▸ Quoted text:
-- start --

When a public agency tries to scam its way to the conclusion that Canadians need to be protected from the heroin drip of US programming, especially the cheap, innovative online kind, then shit is bound to happen. Or so you might have thought after reading my scary posts from June entitled “Get yer grimy paws off my Netflix: Ottawa’s big OTT scam” (here and here).

But this morning brought no such thing. Instead, the Commission launched “Results of the fact-finding exercise on the over-the-top programming services.” In the accompanying press release, it confesses the non-proceeding produced “inconclusive results.” And goes on to say the responses filed did not contain “any clear evidence.”

A fact-finding exercise that seems to have found no facts worth reporting is trading on a very odd notion of what “facts” are. (Truthful is not the same thing as actionable.) Not that this outcome is so unusual for a body that does almost no research of its own, especially about the facts of life as experienced by digital media consumers (quantitative measurements of market concentration, fair international broadband rankings, etc).

-- end --

▸ Tasks and exercises:
• 1. In the commentary, what does the Commission's press release say the non-proceeding produced?
• 2. Reproduce the commentary from "A fact-finding exercise" up to and including "broadband rankings, etc).".
The listing isn't needed.

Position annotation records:

-- start --

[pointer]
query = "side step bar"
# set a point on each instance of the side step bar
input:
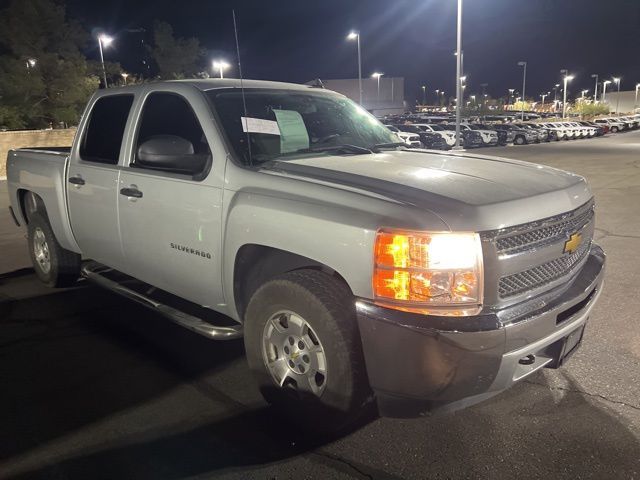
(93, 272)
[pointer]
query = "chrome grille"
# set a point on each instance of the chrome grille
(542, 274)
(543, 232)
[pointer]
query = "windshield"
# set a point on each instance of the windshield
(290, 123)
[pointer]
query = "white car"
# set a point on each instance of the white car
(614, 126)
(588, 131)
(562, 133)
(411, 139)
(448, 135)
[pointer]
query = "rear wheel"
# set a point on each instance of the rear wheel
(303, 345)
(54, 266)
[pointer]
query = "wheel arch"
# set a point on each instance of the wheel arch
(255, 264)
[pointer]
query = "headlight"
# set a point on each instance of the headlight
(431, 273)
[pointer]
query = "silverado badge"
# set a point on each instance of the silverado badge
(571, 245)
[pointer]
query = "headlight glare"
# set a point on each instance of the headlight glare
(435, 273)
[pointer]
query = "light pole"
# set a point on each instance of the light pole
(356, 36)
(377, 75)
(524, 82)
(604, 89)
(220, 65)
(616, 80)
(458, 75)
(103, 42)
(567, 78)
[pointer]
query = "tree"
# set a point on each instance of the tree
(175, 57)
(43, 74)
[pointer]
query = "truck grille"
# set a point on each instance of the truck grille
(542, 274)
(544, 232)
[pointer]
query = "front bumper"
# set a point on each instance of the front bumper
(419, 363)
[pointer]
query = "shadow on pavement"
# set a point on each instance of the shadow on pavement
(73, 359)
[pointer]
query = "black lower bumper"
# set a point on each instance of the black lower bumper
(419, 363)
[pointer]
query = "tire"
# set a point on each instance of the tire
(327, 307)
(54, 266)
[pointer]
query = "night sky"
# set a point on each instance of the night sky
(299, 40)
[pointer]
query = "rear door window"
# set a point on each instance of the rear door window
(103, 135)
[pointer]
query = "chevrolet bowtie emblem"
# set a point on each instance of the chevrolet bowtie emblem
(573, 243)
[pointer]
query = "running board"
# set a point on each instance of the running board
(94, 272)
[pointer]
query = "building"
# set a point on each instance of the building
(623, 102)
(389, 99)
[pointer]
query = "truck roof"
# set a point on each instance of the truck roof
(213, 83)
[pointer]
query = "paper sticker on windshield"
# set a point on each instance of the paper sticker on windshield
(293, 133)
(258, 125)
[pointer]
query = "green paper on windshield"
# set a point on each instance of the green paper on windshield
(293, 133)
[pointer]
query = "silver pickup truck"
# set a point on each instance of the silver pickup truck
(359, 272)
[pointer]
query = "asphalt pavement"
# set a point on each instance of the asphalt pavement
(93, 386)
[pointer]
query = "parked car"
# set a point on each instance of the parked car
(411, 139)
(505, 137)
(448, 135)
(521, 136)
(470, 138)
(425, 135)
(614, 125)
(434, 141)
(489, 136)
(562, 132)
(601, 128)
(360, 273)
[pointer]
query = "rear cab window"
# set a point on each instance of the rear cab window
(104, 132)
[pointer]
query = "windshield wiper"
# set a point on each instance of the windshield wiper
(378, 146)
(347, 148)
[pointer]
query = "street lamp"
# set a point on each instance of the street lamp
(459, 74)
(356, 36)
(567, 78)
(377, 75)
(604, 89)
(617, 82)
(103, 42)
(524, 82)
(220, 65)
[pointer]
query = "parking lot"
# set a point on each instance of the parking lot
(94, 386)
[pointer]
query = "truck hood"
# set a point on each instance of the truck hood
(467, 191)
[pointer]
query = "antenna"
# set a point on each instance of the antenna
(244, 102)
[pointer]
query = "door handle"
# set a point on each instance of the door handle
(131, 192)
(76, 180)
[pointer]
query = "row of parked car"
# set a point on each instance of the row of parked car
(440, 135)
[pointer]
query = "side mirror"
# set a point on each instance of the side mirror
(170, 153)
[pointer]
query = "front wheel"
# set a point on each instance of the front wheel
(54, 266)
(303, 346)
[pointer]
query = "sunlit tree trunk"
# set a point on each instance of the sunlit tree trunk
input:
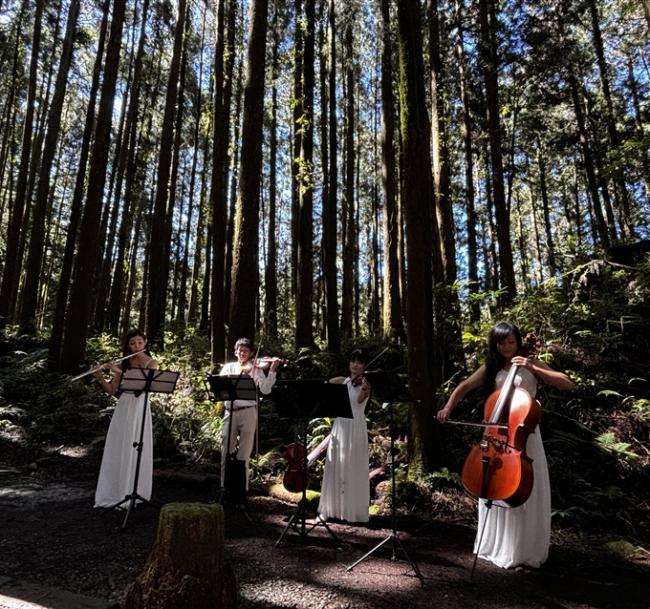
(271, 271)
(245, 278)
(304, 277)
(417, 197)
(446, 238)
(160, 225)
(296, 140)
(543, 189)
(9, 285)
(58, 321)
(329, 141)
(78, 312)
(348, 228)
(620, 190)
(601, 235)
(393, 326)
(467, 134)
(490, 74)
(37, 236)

-- end --

▸ Replies:
• 1. Inconclusive results.

• 2.
A fact-finding exercise that seems to have found no facts worth reporting is trading on a very odd notion of what “facts” are. (Truthful is not the same thing as actionable.) Not that this outcome is so unusual for a body that does almost no research of its own, especially about the facts of life as experienced by digital media consumers (quantitative measurements of market concentration, fair international broadband rankings, etc).